What you will do - Please pick up the reflection on heartbreak and God's love after its final line and keep writing it.

Text section -
Waiting ten years for someone to finally love you and approve of you, hoping that their love and approval will in turn help you love and approve yourself is a path that only leads to heartbreak. I love myself because God made me and I’m forever loved and approved by Him.
In the last few years I fought for this guy and the scraps that remained of our relationship, only to realize that he never fought for me. He didn’t care enough to fight. But Christ did. Christ cared enough for me (and YOU) to die on the cross. To bear every sin human kind has or will ever commit because that is how much He loves us. It’s an overwhelming, almost impossible to grasp kind of love. It’s a love that I am settling into and it is so incredibly freeing. (and yes Christ also loves the coward that broke my heart.)
1 John 4:19 – “We love because He first loved us.”
John 3: 16-17 – “For God so loved the world that he gave his one and only Son, that whoever believes in him shall not perish but have eternal life. For God did not send his Son into the world to condemn the world, but to save the world through him.”

Provided information -
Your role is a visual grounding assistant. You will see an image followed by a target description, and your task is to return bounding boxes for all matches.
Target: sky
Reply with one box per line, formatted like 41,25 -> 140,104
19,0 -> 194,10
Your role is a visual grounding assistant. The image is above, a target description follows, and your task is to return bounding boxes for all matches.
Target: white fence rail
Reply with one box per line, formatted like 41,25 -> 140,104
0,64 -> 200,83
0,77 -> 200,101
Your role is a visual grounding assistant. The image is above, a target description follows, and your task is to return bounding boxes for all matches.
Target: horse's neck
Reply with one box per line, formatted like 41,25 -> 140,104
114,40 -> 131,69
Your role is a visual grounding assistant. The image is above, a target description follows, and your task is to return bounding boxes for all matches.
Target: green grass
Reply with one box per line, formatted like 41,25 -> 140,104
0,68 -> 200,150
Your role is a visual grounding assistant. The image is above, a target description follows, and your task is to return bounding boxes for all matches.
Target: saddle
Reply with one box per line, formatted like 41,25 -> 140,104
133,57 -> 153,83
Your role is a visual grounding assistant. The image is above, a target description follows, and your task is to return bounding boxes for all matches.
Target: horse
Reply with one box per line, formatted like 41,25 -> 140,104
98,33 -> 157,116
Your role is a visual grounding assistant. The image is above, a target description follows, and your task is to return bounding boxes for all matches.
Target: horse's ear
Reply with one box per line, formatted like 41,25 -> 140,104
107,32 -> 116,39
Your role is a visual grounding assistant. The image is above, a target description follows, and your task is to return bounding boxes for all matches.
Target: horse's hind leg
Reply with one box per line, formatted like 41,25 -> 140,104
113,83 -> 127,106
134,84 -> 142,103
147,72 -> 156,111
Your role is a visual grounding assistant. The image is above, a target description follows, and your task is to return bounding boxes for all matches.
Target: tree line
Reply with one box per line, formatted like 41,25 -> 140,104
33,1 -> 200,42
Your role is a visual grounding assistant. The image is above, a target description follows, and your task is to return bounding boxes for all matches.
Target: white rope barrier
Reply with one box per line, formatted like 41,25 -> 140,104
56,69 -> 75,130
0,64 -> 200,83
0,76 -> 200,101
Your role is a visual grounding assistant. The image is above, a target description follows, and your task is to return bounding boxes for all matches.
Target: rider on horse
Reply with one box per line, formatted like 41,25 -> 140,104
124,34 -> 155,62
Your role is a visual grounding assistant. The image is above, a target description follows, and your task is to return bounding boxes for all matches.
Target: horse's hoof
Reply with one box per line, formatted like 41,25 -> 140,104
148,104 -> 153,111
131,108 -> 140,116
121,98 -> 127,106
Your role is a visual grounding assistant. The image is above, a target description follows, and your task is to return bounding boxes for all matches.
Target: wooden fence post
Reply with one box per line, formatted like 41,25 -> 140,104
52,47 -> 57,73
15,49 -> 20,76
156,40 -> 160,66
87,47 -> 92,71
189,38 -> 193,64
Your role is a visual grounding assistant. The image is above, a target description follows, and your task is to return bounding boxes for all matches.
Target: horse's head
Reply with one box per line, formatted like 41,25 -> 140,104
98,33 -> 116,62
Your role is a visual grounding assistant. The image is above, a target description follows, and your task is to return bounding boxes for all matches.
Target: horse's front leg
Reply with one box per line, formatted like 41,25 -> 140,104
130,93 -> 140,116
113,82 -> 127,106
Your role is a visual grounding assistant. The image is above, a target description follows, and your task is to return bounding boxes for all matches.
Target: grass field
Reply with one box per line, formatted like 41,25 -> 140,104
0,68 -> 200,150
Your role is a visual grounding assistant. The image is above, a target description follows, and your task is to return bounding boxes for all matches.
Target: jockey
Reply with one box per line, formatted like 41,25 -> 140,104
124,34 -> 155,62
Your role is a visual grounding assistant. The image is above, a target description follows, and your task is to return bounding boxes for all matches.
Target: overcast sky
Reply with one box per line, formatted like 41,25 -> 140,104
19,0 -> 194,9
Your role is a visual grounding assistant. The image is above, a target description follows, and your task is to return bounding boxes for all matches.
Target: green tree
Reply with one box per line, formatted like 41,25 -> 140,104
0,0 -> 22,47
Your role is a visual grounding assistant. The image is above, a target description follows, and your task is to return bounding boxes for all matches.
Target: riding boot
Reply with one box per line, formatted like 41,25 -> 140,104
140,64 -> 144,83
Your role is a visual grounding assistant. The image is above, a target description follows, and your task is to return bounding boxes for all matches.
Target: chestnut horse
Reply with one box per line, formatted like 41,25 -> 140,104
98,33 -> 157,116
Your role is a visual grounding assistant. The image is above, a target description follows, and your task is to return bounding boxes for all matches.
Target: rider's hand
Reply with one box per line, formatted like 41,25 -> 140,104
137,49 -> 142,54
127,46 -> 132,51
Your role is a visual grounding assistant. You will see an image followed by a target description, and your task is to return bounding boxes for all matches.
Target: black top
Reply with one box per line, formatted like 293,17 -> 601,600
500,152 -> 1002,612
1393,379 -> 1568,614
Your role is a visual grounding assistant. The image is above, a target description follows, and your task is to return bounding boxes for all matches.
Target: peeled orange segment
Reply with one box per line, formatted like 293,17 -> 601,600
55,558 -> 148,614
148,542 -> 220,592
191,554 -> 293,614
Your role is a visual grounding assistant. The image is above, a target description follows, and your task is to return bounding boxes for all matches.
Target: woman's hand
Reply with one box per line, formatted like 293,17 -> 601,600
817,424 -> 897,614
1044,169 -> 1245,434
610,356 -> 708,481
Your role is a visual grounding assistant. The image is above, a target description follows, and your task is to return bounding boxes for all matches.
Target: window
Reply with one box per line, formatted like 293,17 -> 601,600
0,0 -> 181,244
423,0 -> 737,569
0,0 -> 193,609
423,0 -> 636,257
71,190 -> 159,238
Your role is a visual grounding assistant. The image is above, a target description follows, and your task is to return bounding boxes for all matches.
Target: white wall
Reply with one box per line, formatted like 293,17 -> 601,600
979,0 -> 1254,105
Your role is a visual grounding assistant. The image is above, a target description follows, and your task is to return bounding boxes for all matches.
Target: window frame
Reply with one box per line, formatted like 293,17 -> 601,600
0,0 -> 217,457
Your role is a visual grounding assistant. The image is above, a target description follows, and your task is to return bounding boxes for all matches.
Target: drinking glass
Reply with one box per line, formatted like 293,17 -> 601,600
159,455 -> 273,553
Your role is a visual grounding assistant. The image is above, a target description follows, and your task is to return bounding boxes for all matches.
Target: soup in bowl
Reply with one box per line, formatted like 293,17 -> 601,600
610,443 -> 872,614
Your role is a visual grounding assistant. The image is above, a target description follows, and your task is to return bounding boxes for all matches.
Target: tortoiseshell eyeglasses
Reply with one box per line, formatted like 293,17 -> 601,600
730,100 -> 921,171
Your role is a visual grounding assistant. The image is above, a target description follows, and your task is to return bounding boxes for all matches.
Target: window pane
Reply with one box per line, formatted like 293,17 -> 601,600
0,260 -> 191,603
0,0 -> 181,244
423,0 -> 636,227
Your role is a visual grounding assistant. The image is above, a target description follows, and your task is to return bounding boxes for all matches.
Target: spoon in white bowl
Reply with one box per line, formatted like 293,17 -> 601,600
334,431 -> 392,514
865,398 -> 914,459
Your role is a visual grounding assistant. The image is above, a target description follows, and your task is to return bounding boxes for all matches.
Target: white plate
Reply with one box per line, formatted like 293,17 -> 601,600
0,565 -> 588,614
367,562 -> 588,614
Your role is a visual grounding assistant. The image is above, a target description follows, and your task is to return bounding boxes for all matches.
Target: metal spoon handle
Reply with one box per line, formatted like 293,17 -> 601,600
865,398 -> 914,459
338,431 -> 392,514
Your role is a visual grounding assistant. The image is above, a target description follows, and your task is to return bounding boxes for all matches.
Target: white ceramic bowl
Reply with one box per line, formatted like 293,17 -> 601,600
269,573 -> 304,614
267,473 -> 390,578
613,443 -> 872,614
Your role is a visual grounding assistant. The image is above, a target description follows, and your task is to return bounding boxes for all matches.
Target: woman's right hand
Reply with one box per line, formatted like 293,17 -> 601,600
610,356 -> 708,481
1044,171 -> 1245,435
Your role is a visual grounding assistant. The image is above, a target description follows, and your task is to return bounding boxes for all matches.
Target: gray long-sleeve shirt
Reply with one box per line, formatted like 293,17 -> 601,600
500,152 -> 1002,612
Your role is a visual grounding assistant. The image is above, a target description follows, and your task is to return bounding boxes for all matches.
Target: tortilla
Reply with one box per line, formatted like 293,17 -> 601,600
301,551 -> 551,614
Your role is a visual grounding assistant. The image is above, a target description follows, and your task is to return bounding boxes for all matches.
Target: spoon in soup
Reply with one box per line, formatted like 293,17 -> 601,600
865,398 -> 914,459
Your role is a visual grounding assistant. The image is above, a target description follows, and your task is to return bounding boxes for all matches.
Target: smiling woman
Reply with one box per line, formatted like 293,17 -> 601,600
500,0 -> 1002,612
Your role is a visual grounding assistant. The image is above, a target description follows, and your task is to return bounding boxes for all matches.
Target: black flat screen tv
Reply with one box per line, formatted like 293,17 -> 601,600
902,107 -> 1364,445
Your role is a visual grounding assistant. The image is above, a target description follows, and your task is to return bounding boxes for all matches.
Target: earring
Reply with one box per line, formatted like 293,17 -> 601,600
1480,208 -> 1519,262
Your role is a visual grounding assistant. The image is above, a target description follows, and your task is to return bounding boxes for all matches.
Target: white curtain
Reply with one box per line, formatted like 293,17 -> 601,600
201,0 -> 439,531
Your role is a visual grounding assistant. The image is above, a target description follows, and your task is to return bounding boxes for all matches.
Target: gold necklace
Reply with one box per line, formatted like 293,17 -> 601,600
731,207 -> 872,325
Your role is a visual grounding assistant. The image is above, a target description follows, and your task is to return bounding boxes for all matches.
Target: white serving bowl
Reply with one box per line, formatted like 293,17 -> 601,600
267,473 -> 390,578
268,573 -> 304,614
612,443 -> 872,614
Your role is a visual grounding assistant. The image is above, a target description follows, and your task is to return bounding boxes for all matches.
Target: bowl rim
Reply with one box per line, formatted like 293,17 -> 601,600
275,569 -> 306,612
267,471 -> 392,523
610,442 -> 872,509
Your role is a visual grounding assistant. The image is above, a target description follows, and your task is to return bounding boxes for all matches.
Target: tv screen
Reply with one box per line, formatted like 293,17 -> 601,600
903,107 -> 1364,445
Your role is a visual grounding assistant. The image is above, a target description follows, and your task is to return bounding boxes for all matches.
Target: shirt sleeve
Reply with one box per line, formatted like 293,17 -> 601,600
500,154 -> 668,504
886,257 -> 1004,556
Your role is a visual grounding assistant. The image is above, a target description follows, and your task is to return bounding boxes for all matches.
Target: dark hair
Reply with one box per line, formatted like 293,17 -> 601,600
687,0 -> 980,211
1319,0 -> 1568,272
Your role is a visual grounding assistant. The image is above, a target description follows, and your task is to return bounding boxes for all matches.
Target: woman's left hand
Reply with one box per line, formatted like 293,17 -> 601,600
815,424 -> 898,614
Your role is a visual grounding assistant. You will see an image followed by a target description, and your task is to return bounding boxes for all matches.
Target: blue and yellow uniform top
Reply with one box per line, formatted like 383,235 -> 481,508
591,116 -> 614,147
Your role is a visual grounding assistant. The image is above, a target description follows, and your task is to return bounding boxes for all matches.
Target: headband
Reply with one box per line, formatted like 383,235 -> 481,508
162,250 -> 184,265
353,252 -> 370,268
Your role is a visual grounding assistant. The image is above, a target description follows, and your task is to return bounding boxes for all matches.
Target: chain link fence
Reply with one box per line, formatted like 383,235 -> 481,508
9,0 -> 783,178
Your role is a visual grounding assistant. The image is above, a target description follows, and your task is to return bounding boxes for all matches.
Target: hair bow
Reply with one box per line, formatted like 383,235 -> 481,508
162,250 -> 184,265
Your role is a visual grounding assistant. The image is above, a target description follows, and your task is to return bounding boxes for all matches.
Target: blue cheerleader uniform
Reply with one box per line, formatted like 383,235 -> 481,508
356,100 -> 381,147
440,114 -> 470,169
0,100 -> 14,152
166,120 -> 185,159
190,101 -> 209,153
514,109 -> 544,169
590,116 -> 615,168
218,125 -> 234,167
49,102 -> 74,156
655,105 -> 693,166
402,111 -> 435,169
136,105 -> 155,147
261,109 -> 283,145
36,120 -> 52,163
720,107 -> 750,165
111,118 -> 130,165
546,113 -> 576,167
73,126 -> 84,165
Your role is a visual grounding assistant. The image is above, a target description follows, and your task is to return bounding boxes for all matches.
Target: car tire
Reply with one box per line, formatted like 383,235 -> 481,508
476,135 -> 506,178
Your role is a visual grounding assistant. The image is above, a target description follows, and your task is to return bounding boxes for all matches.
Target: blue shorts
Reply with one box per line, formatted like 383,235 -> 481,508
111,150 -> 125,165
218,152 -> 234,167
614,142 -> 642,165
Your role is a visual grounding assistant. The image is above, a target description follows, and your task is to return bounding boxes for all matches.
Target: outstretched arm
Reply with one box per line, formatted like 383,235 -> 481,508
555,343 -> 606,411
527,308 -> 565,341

Response to the task -
Zephaniah 3:17 – “The LORD your God is with you, the Mighty Warrior who saves. He will take great delight in you; in his love he will no longer rebuke you, but will rejoice over you with singing.”
Ephesians 2: 4-5 – “But because of his great love for us, God, who is rich in mercy, made us alive with Christ even when we were dead in transgressions—it is by grace you have been saved.”
Thank you for reading and following along on this wild amazing life. Spread kindness and love everywhere you go.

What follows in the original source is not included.